Phrase grounding data
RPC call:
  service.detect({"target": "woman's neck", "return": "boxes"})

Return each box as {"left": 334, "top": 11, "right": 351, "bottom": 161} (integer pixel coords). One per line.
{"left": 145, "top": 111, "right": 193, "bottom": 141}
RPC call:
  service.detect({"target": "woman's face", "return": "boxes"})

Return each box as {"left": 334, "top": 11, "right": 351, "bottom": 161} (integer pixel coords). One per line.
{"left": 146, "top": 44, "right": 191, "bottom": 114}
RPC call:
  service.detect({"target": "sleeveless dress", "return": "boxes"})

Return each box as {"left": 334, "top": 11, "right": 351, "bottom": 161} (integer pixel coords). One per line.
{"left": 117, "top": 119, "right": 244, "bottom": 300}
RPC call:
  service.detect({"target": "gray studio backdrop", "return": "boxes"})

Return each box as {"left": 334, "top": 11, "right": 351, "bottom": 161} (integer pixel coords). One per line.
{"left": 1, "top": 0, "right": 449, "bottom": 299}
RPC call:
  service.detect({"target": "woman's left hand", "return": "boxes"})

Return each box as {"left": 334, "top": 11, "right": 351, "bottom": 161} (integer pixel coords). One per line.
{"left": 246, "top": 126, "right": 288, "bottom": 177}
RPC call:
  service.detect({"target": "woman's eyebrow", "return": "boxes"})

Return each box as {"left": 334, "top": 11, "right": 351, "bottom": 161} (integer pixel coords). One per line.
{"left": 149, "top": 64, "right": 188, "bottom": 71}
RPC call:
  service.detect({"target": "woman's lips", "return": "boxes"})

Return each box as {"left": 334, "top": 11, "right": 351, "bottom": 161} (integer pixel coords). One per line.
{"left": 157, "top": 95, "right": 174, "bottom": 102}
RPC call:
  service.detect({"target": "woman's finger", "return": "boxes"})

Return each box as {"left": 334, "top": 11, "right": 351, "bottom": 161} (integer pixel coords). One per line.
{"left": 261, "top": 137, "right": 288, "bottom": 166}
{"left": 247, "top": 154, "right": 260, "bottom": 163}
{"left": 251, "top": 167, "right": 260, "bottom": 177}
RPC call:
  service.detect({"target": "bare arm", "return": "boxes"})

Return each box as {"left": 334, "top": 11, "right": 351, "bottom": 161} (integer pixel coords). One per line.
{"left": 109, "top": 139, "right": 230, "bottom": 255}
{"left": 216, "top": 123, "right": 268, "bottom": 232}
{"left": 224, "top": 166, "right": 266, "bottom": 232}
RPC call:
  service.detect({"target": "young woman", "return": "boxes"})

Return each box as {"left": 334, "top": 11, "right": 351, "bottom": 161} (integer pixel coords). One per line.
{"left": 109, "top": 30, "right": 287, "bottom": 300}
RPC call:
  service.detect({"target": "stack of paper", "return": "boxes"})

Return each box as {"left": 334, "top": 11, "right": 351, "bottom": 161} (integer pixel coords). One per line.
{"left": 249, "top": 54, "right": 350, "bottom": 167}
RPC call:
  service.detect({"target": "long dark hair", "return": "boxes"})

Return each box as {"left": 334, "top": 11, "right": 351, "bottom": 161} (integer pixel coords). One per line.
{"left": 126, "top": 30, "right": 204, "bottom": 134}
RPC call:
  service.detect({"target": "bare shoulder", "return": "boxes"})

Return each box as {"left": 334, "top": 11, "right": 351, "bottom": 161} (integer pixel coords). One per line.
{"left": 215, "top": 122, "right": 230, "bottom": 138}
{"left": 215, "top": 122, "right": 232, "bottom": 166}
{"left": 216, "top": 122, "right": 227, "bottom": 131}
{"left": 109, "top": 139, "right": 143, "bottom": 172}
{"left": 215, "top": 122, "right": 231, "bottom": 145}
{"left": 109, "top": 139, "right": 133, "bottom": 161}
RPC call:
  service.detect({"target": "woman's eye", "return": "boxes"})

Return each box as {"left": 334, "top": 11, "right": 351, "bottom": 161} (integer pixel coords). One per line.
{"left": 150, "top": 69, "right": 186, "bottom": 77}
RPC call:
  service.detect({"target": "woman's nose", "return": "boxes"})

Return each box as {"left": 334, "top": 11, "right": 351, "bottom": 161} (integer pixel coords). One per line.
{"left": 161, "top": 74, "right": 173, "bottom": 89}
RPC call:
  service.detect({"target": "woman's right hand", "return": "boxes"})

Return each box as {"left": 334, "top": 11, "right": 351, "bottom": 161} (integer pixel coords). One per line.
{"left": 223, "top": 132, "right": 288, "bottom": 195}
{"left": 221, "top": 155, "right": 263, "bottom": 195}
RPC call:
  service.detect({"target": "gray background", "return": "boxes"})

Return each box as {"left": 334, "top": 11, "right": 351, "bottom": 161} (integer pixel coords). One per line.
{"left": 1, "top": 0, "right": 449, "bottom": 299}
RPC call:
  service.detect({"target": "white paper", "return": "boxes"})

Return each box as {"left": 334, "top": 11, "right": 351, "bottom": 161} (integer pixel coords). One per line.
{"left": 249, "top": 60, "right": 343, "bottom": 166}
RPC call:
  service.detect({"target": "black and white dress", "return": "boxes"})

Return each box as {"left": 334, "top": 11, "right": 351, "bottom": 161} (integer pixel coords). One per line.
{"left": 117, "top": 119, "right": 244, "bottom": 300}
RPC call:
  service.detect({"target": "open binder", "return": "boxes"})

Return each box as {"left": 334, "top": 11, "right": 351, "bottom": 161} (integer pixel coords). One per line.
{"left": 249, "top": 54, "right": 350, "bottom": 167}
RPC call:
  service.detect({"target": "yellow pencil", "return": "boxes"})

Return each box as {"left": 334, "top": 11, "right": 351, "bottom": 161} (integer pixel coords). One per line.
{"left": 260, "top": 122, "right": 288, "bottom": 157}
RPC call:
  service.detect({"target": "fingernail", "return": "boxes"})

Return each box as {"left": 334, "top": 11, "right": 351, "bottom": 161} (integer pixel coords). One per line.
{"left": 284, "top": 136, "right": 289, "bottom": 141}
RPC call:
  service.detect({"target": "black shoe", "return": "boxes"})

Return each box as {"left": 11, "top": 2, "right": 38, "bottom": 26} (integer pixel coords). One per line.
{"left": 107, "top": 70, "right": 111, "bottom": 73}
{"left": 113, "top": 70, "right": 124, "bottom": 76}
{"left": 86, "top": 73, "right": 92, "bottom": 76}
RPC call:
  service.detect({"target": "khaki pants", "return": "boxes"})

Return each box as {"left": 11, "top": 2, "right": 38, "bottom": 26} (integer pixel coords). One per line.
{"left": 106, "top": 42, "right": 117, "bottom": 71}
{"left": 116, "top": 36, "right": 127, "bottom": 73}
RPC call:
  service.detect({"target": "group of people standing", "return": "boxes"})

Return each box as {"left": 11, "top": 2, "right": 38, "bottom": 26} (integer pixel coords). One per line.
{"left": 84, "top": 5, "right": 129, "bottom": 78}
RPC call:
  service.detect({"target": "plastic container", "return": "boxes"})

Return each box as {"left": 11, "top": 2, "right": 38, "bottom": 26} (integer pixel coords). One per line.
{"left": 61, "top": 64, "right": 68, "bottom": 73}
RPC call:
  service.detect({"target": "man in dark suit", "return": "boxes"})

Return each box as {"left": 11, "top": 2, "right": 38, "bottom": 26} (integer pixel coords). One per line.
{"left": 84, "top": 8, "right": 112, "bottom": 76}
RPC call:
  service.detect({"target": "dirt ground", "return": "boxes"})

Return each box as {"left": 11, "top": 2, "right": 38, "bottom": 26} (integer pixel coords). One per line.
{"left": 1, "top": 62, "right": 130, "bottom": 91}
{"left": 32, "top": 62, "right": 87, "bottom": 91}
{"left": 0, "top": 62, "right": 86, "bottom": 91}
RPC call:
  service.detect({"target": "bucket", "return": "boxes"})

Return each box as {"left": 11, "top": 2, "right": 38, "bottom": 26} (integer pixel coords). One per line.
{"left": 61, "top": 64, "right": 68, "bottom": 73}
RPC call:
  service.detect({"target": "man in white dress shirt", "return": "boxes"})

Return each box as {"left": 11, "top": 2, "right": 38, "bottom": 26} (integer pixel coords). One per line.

YOUR GOAL |
Each line with the word "dress" in the records above belongs in the result; copy all of them.

TASK ANSWER |
  service.detect({"target": "sleeveless dress", "return": "boxes"})
  service.detect({"target": "black and white dress", "return": "boxes"})
  service.detect({"target": "man in white dress shirt", "return": "boxes"})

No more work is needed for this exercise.